* _EXCERPT PROVIDED_
## Start

Coding Horror

programming and human factors

POPFile vs. POPFile

In my previous blog entry on some plan(s) for spam, I mentioned that I didn't care for challenge/response "human-only" whitelists. I couldn't put my finger on exactly why I felt that way.. until I happened upon this John Graham-Cumming PowerPoint presentation:

I don't "do" Challenge/Response. If I mail you and you challenge me I hit delete, because, as Dan Quinlan put it: "Challenge/Response is the ultimate email diss. By using it you are saying, 'my time is more important than yours.'"
That about sums it up for me.

John Graham-Cumming is the author of POPFile, so naturally his presentation goes on to.. describe ways to defeat POPFile? It's actually titled How to beat an Adaptive Spam Filter. A fascinating read, with a disturbing conclusion: when pitting "evil" POPFile against good POPFile, the good guys lose. In other words, spammers can use bayesian filters to defeat bayesian filters-- if they get feedback about what mails are getting through!

## End

* _WRITTEN PROBLEM_
Print everything in the POPFile blog post above from "John Graham-Cumming is" down to "are getting through!".

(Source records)

## Start

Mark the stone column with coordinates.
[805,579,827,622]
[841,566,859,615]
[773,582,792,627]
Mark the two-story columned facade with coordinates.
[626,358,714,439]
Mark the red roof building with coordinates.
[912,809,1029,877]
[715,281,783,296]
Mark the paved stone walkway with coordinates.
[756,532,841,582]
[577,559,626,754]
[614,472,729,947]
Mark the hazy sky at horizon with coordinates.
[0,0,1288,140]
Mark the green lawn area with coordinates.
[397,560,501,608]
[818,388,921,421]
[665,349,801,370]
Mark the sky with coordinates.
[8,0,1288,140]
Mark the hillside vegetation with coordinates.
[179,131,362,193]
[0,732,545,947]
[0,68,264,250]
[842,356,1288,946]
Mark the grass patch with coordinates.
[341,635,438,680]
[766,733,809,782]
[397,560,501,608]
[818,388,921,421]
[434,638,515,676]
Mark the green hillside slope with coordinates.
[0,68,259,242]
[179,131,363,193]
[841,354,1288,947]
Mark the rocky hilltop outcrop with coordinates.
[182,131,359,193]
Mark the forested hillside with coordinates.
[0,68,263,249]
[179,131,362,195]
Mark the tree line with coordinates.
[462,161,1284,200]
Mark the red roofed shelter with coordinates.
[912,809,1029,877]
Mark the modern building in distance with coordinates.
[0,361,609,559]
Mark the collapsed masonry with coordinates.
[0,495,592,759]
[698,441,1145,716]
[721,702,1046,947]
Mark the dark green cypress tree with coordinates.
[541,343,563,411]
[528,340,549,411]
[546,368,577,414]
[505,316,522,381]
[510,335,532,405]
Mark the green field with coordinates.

## End

* _THE ANSWER_
John Graham-Cumming is the author of POPFile, so naturally his presentation goes on to.. describe ways to defeat POPFile? It's actually titled How to beat an Adaptive Spam Filter. A fascinating read, with a disturbing conclusion: when pitting "evil" POPFile against good POPFile, the good guys lose. In other words, spammers can use bayesian filters to defeat bayesian filters-- if they get feedback about what mails are getting through!